» Text zum Lesen:
--
Prof. Dr. Reinhard Herzog
Der Ertrag einer Lebensversicherungspolice setzt sich aus mehreren Komponenten zusammen: Basis ist der sogenannte Höchstrechnungszins, besser bekannt als Garantiezins. Er wird vom Gesetzgeber festgelegt und gilt für alle neu abgeschlossenen Verträge für die gesamte Laufzeit. Hinzu kommen Gewinnanteile, die je nach Vertragsart in unterschiedlicher Form berechnet werden. Bei einem aktuellen Garantiezins von 2,25% erwirtschaften die meisten Gesellschaften ihren Kunden eine Rendite zwischen 3,0% und 4,5%. Wichtig dabei: Die in den Medien publizierten Angaben beziehen sich nur auf den Sparanteil der Prämie. Da zuvor noch Risiko- sowie Verwaltungskosten abgezogen werden, liegt die reale Rendite einer Kapitallebensversicherung heute in einer Größenordnung zwischen 1,5% und 3,5%.
Heftig diskutiert wird derzeit jedoch über die Höhe des Garantiezinses. Traditionell gibt die Deutsche Aktuarvereinigung (DAV) der Bundesregierung jedes Jahr eine Empfehlung, basierend auf den Renditesätzen von Bundesanleihen. Der jüngste Vorschlag lautet auf 2,0%, gültig für alle Verträge mit Abschlussdatum ab dem 1. Januar 2012. Doch das zuständige Bundesfinanzministerium will strenger sein: In einem Entwurf zur entsprechenden Verordnung soll der Garantiezins bereits Mitte 2011 um 0,5 Prozentpunkte auf nur noch 1,75% zurückgenommen werden.
Sinkende Versicherungssummen
Schon jetzt nützen Versicherungsvermittler die Pläne als Werbeargument, um den nach wie vor stockenden Absatz von Neuverträgen anzukurbeln. Nur ein Vertragsabschluss vor Änderung des Garantiezinses – so wird versprochen – sichere die bisherigen Renditen. Verbraucherschützer warnen indes vor übereiltem Handeln.
--
» Verfügbare Daten:
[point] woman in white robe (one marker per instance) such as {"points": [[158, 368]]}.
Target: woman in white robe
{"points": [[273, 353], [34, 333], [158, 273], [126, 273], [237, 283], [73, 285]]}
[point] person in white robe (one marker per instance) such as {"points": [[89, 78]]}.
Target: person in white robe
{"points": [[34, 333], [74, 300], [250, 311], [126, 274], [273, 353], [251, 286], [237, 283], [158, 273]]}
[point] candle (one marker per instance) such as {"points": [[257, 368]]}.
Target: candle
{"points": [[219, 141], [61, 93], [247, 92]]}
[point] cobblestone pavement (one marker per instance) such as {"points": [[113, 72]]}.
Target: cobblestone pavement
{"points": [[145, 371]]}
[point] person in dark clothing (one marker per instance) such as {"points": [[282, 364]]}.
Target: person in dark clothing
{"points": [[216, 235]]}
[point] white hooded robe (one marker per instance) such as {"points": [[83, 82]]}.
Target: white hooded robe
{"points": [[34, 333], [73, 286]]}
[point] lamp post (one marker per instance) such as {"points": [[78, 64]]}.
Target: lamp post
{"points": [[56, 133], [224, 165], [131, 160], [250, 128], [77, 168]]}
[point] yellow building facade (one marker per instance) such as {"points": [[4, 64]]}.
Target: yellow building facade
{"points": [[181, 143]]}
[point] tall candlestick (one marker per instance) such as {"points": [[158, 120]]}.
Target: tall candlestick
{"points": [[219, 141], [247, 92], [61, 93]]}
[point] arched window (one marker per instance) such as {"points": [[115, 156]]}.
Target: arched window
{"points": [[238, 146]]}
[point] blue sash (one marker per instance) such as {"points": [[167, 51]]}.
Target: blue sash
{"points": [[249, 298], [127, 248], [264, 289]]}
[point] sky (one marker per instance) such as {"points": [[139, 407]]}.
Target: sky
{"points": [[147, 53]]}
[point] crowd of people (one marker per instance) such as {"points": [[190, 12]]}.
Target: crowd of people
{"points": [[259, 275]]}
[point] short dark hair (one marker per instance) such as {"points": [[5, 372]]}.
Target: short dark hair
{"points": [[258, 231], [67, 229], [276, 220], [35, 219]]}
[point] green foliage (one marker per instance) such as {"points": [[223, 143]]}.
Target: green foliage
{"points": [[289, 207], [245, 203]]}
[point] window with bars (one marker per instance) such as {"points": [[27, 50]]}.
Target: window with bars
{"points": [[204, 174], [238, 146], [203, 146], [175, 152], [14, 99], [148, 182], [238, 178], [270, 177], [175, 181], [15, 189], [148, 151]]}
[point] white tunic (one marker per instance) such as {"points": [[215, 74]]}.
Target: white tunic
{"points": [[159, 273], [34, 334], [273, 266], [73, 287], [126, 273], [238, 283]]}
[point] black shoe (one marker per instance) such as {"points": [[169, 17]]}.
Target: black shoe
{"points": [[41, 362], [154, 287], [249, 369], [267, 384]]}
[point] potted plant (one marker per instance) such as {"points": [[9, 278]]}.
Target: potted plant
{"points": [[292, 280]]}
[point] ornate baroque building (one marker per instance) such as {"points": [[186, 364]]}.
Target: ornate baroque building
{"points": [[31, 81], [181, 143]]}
--
» Material erkunden:
• a. Welche Organisation gibt laut dem Text über den Garantiezins der Bundesregierung jedes Jahr eine Empfehlung zu seiner Höhe?
• b. Führen Sie den Text über den Garantiezins im Anschluss an seinen letzten Satz weiter.

» Ergebnisse je Aufgabe:
• a. Die Deutsche Aktuarvereinigung (DAV).

• b.
Zwar hat eine Herabsetzung des Garantiezinses zum einen niedrigere Versicherungssummen zur Folge, zum anderen auch geringere Ablaufleistungen, wenn die Kapitalmarktzinsen weiterhin auf Talfahrt sind und die Versicherer keine Überschüsse mehr erwirtschaften können. Wesentlich geringer ist die Bedeutung aber bei „normaler“ Entwicklung der Kapitalmarktzinsen in Form regelmäßiger Schwankungen. Denn schließlich werden dann die höheren Erträge in Form von Überschüssen an die Kunden weitergegeben, sodass sich an der Rendite letztlich nicht viel ändert. Mehr noch: Je niedriger der garantierte Rechnungszins eines Vertrags, umso liberaler kann die Gesellschaft die Kundengelder investieren. Die Folge: Die Ablaufleistung einer Police mit niedrigem Garantiezins kann grundsätzlich sogar höher ausfallen als bei den heute mit mindestens 2,25% verzinsten Verträgen.
Eigenanlage sinnvoller
Daher sollten Änderungen des Garantiezinses keinesfalls zum Anlass genommen werden, noch schnell einen Versicherungsvertrag abzuschließen. Entscheidend ist vielmehr der tatsächliche Bedarf, etwa in Verbindung mit der Absicherung der Familie oder der persönlichen Altersvorsorge. Im Klaren sollten sich Interessenten auch darüber sein, dass Lebens- und Rentenversicherungen keine „Renditerenner“ mehr sind und auch unter steuerlichen Gesichtspunkten die „goldenen Jahre“ längst vorbei sind. Oft sinnvoller ist daher die Eigenanlage, etwa in Rentenwerten und Aktien, verbunden mit einer preiswert bei einem Direktversicherer abgeschlossenen Risikolebensversicherung zur Absicherung der Familie.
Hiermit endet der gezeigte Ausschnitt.